Trecho fornecido:

● ● ● ●

P/1 – E depois, eu te interrompi bem... Acho que você ia comentar de algum outro professor marcante.
R – Então no Marza eu tive uma da primeira série que até hoje em dia eu estava procurando ver se eu a achava, porque pelas redes sociais a gente tenta achar todo mundo, mas eu não lembro o nome dela todo. Mas eu tive uma professora chamada Odila que foi que realmente me acolheu no Marza, que toda aquela impressão que eu tive da escola anterior ela conseguiu tirar. Então eu voltei a gostar da escola como eu gostava antes. Ela foi uma professora que me marcou muito, que me acolheu mesmo, deu aquele carinho parece que de mãe mesmo, de ter paciência, de conversar bastante e te acolher quando você precisa, quando você está triste vê que você está triste. Não se preocupava tanto só com a didática, preocupava-se com o aluno, isso que foi muito bacana.
P/1 – E nessa fase de infância, Adriana você lembra o que você queria ser quando crescesse? A primeira vez que você pensou numa profissão.
R – Olha, eu não sei se toda criança pensa isso, mas eu acho que toda criança quer ser professora quando pequena, né? Eu pensava em ser professora sim, achava maior legal, tudo. Passou muita... Nesse período todo, a última coisa que eu pensava em ser era assistente social, isso você pode ter certeza. Foi uma coisa, um achado eu resolvi ser assistente social.

● ● ● ●

Para fazer:
Transcreva na íntegra o trecho da entrevista, sem nenhuma alteração. Use somente este trecho como base.

Material fornecido:

● ● ● ●

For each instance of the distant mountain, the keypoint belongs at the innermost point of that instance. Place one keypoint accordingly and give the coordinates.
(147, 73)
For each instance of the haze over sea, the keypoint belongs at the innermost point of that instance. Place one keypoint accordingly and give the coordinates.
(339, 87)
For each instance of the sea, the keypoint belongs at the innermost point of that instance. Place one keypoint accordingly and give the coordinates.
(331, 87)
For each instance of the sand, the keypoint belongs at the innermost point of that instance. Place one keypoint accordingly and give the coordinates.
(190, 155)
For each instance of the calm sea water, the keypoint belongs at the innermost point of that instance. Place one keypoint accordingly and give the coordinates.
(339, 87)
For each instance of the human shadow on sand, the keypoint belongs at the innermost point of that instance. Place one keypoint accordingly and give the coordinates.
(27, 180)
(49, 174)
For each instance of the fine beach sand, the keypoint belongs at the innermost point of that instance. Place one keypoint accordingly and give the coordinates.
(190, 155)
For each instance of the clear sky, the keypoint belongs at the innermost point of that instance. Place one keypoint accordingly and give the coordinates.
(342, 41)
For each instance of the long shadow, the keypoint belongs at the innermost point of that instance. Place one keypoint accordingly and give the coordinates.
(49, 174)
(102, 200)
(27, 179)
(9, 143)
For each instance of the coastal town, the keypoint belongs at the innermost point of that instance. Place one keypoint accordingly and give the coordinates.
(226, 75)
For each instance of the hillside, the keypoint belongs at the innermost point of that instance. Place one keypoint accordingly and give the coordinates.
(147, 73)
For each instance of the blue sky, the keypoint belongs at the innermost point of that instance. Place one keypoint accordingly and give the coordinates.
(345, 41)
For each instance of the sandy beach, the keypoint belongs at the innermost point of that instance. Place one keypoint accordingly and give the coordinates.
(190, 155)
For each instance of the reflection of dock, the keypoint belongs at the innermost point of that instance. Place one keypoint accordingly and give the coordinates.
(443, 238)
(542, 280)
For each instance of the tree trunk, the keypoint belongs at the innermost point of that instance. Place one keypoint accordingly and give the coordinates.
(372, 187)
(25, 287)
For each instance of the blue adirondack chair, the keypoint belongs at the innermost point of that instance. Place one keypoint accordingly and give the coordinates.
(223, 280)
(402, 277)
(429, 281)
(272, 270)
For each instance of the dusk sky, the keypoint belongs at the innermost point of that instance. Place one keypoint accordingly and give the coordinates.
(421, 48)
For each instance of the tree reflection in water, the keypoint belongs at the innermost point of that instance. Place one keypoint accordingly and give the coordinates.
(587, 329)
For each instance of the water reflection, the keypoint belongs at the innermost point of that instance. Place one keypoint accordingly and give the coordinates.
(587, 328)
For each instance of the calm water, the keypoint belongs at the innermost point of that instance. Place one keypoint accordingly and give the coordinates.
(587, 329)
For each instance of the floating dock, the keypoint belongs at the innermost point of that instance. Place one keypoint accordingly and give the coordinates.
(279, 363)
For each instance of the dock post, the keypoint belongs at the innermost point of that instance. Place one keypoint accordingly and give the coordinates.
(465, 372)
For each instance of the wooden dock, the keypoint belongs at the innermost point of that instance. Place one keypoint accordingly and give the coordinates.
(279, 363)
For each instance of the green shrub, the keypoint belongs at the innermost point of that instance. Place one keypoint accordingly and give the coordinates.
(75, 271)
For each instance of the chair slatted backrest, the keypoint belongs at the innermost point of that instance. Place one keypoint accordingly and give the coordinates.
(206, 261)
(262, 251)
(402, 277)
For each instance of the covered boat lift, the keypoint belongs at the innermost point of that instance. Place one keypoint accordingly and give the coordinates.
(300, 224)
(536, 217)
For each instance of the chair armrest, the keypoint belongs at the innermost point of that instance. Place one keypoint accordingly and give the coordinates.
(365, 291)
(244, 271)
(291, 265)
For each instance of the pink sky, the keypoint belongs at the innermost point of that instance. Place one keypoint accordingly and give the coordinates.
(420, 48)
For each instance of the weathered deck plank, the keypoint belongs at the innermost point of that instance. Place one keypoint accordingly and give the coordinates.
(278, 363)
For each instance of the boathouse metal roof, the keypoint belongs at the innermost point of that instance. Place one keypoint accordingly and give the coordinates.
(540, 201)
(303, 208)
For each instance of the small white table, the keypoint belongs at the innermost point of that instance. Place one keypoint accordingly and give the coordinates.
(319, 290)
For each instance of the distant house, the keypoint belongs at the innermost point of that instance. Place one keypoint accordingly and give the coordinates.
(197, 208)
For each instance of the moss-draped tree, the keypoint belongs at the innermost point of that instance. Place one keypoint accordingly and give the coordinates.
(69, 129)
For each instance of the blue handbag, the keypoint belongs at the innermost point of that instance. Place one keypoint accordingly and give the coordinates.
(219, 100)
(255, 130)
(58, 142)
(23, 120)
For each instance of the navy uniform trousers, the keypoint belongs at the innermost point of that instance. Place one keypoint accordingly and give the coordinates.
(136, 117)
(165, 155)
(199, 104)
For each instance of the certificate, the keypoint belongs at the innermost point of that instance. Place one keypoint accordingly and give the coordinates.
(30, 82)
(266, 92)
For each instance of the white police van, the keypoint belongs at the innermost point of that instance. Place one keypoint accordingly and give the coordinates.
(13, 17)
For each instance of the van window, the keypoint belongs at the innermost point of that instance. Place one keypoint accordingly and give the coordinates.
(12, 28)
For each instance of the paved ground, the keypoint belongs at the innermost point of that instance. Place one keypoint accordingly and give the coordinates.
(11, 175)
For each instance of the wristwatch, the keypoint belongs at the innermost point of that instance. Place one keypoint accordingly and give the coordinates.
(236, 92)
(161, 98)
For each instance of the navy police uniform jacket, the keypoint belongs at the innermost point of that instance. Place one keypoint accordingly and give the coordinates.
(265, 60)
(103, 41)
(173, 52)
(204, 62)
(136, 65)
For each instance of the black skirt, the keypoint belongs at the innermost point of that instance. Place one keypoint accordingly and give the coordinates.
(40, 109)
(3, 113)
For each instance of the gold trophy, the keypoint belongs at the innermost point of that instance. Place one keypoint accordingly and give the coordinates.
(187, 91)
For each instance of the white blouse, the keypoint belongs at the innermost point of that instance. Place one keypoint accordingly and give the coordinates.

● ● ● ●

Solução da tarefa:
P/1 – E depois, eu te interrompi bem... Acho que você ia comentar de algum outro professor marcante.
R – Então no Marza eu tive uma da primeira série que até hoje em dia eu estava procurando ver se eu a achava, porque pelas redes sociais a gente tenta achar todo mundo, mas eu não lembro o nome dela todo. Mas eu tive uma professora chamada Odila que foi que realmente me acolheu no Marza, que toda aquela impressão que eu tive da escola anterior ela conseguiu tirar. Então eu voltei a gostar da escola como eu gostava antes. Ela foi uma professora que me marcou muito, que me acolheu mesmo, deu aquele carinho parece que de mãe mesmo, de ter paciência, de conversar bastante e te acolher quando você precisa, quando você está triste vê que você está triste. Não se preocupava tanto só com a didática, preocupava-se com o aluno, isso que foi muito bacana.
P/1 – E nessa fase de infância, Adriana você lembra o que você queria ser quando crescesse? A primeira vez que você pensou numa profissão.
R – Olha, eu não sei se toda criança pensa isso, mas eu acho que toda criança quer ser professora quando pequena, né? Eu pensava em ser professora sim, achava maior legal, tudo. Passou muita... Nesse período todo, a última coisa que eu pensava em ser era assistente social, isso você pode ter certeza. Foi uma coisa, um achado eu resolvi ser assistente social.